Continuando la lectura de nuestro manual nos enteramos de la importancia que asignaban las antiguas culturas a este arte: Egipto, los pueblos de Mesopotamia, India y China -con su Ministro de la Música, cargo que hoy difícilmente podríamos concebir, o sugerir sin provocar sonrisas-, Japón y el sudeste asiático, Grecia, América precolombina, civilizaciones todas en donde la música, por razones algo misteriosas, se mantuvo durante siglos estática, sin “evolucionar” pero gravitando poderosamente a todo lo ancho de su historia.

** EXTRACTO DE DATOS **
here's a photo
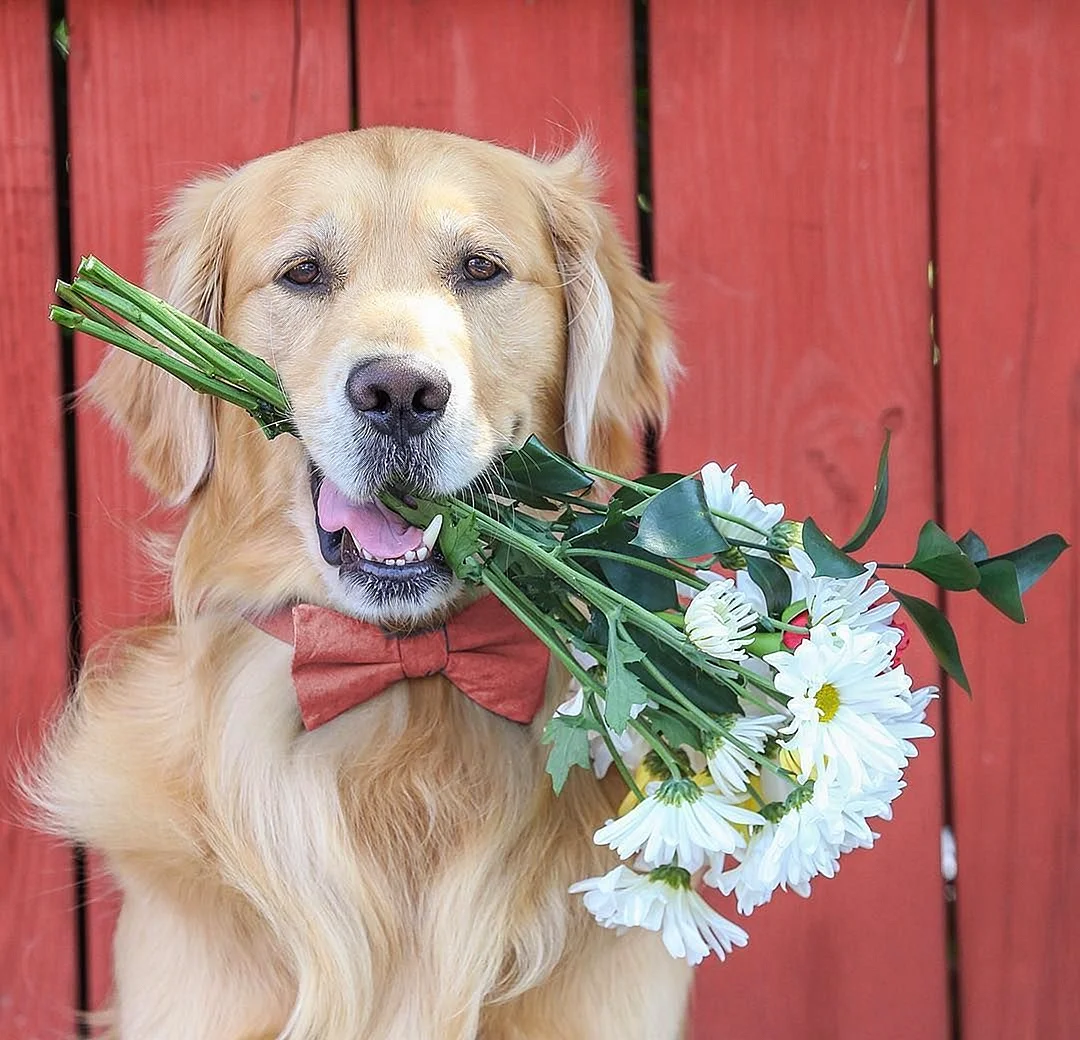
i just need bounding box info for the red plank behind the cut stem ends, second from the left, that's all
[67,0,350,1004]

** LISTA DE ACTIVIDADES **
1 > Responde según el pasaje:
(a) ¿Qué cargo menciona en relación con China?
(b) ¿Qué provocaría hoy sugerir ese cargo?
(c) ¿Durante cuánto tiempo se mantuvo estática la música en esas civilizaciones?
2 > Enumera todas las culturas antiguas que nombra el pasaje.

** RESULTADOS EN ORDEN **
1 >
(a) El de Ministro de la Música.
(b) Sonrisas.
(c) Durante siglos.

2 > Egipto, los pueblos de Mesopotamia, India, China, Japón, el sudeste asiático, Grecia, América precolombina